» Instructions for the task:
Print exactly the lines from the one that contains "Mark one point on each instance of the light" through the final line of the entries below, both included, and nothing else; omit the pictures.

» Records to process:
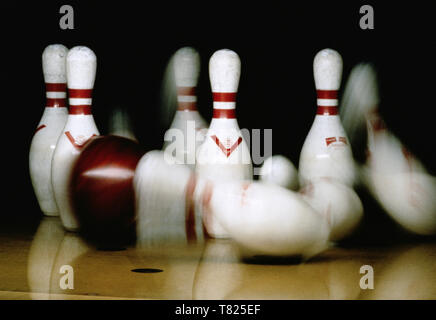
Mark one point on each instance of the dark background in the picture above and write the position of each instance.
(275, 41)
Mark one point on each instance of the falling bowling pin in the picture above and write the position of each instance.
(336, 202)
(80, 127)
(50, 127)
(326, 151)
(392, 174)
(224, 154)
(262, 218)
(188, 126)
(265, 219)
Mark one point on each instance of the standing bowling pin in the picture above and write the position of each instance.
(80, 127)
(50, 127)
(187, 122)
(326, 151)
(224, 155)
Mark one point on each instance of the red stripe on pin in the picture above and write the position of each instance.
(224, 96)
(327, 111)
(224, 113)
(327, 94)
(80, 109)
(186, 91)
(80, 93)
(56, 87)
(55, 103)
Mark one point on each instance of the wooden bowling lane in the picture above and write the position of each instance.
(30, 264)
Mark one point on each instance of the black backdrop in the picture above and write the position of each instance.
(275, 41)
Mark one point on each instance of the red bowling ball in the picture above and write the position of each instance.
(102, 189)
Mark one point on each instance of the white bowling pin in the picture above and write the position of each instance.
(188, 126)
(281, 171)
(80, 127)
(326, 151)
(396, 179)
(165, 212)
(336, 202)
(120, 124)
(224, 154)
(50, 127)
(262, 218)
(266, 219)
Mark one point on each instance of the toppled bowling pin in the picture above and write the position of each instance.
(265, 219)
(50, 127)
(326, 151)
(188, 126)
(281, 171)
(339, 204)
(395, 178)
(165, 212)
(224, 154)
(80, 127)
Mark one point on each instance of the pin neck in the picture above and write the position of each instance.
(55, 95)
(80, 101)
(224, 104)
(186, 99)
(327, 101)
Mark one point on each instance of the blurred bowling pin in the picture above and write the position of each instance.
(281, 171)
(188, 126)
(326, 151)
(262, 218)
(42, 255)
(164, 203)
(50, 127)
(396, 179)
(80, 127)
(219, 271)
(224, 154)
(120, 124)
(339, 204)
(266, 219)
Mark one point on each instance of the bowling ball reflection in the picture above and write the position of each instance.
(102, 189)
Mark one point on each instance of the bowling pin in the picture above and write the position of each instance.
(50, 127)
(336, 202)
(326, 151)
(42, 255)
(281, 171)
(80, 127)
(392, 174)
(120, 124)
(262, 218)
(224, 154)
(188, 126)
(165, 212)
(265, 219)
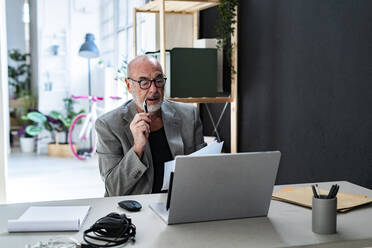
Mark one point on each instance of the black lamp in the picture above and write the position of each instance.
(89, 50)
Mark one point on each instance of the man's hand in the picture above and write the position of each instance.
(140, 128)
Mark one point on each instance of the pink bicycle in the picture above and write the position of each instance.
(82, 136)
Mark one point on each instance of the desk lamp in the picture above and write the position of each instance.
(89, 50)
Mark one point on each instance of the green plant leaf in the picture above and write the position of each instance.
(33, 130)
(56, 115)
(64, 121)
(36, 117)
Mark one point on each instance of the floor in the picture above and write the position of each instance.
(34, 177)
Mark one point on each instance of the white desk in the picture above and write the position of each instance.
(286, 225)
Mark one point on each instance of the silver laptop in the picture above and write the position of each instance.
(217, 187)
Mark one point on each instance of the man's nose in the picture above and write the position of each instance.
(153, 87)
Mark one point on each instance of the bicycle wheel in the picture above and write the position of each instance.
(82, 138)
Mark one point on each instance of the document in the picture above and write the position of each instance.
(50, 218)
(212, 148)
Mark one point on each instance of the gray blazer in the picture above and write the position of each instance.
(121, 170)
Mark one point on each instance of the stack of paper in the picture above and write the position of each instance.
(303, 197)
(50, 218)
(212, 148)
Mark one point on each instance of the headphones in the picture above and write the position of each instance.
(109, 231)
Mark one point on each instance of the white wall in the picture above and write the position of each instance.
(178, 31)
(4, 114)
(14, 24)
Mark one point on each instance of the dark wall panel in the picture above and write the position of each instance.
(305, 87)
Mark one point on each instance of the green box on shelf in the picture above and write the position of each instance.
(191, 72)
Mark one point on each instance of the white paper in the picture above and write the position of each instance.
(50, 218)
(212, 148)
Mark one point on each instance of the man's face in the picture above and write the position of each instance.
(144, 70)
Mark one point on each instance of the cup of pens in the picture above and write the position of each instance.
(324, 211)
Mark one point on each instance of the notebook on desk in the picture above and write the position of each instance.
(222, 186)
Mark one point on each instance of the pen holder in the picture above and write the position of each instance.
(324, 215)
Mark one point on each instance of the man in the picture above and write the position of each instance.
(133, 145)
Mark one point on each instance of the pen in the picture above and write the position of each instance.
(317, 190)
(145, 106)
(314, 191)
(330, 193)
(335, 191)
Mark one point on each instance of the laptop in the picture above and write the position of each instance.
(219, 187)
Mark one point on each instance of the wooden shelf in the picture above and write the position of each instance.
(202, 99)
(193, 7)
(178, 6)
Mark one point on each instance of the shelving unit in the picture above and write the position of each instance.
(192, 7)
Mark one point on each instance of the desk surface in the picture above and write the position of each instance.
(286, 224)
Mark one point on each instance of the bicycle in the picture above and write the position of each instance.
(82, 136)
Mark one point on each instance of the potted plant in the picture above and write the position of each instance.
(19, 73)
(225, 30)
(31, 128)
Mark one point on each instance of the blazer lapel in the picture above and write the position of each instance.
(128, 114)
(172, 127)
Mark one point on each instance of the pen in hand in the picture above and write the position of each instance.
(314, 191)
(145, 106)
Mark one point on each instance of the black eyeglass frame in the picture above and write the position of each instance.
(151, 81)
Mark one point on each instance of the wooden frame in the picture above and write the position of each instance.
(193, 7)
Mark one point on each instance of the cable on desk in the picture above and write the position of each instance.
(109, 231)
(56, 242)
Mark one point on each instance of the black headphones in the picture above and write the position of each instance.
(109, 231)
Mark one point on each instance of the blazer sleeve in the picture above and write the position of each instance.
(120, 172)
(198, 133)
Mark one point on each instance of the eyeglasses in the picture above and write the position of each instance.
(146, 83)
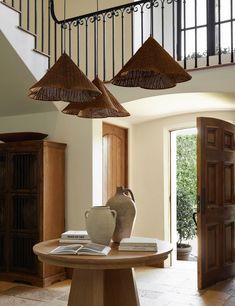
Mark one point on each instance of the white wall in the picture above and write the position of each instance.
(83, 157)
(151, 167)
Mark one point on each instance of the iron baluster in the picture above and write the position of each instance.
(49, 37)
(42, 25)
(231, 4)
(142, 23)
(78, 43)
(122, 16)
(173, 28)
(219, 33)
(70, 42)
(195, 18)
(36, 22)
(55, 41)
(104, 47)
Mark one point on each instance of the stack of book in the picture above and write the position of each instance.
(141, 244)
(75, 237)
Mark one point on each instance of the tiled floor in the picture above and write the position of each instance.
(175, 286)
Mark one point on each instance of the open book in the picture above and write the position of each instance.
(79, 249)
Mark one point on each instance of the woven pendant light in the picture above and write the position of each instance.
(151, 67)
(103, 106)
(64, 82)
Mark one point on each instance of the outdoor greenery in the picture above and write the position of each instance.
(186, 180)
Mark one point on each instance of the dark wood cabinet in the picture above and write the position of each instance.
(31, 208)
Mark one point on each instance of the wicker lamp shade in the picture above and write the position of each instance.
(103, 106)
(64, 82)
(151, 67)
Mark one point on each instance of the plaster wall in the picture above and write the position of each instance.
(150, 172)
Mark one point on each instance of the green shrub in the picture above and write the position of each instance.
(186, 180)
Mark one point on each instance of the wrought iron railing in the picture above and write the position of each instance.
(198, 33)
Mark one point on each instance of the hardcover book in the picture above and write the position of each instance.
(138, 244)
(79, 249)
(75, 235)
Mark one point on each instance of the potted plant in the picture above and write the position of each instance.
(186, 228)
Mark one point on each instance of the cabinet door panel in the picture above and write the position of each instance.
(24, 168)
(3, 171)
(24, 213)
(2, 251)
(22, 258)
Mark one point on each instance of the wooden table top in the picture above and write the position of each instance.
(114, 260)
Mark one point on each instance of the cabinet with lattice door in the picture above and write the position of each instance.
(31, 208)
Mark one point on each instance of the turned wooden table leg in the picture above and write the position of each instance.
(87, 288)
(120, 288)
(103, 288)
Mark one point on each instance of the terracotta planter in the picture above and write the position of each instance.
(183, 252)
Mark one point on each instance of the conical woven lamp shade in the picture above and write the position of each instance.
(103, 106)
(64, 82)
(151, 67)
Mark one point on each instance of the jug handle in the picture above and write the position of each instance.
(114, 213)
(131, 193)
(86, 214)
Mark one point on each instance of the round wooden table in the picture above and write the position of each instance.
(103, 280)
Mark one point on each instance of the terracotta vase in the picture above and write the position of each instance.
(100, 224)
(126, 212)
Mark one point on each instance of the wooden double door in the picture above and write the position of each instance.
(216, 201)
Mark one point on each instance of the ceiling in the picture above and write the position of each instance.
(169, 105)
(142, 104)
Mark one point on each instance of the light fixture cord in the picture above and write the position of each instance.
(64, 26)
(97, 41)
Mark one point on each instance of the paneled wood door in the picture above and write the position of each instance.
(115, 159)
(216, 201)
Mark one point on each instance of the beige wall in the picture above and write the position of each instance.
(150, 180)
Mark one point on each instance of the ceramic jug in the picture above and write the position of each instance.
(126, 212)
(100, 224)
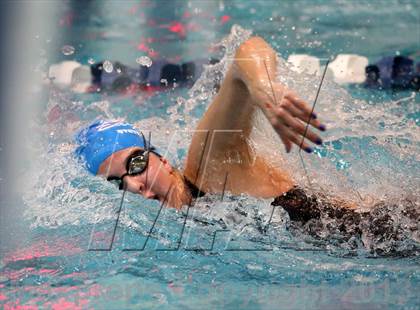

» Reply to the task:
Mark one point on each instance of the light fixture cord in the picture above and write the position of each instance.
(64, 26)
(97, 41)
Mark one point on each instance of the paneled wood door in the picture above and write the position of each instance.
(115, 159)
(216, 201)
Mark one point on each instance of the beige wall in the picture above and write the position of each instance.
(150, 180)
Mark one point on each instance of the ceramic jug in the picture above and write the position of each instance.
(126, 212)
(100, 224)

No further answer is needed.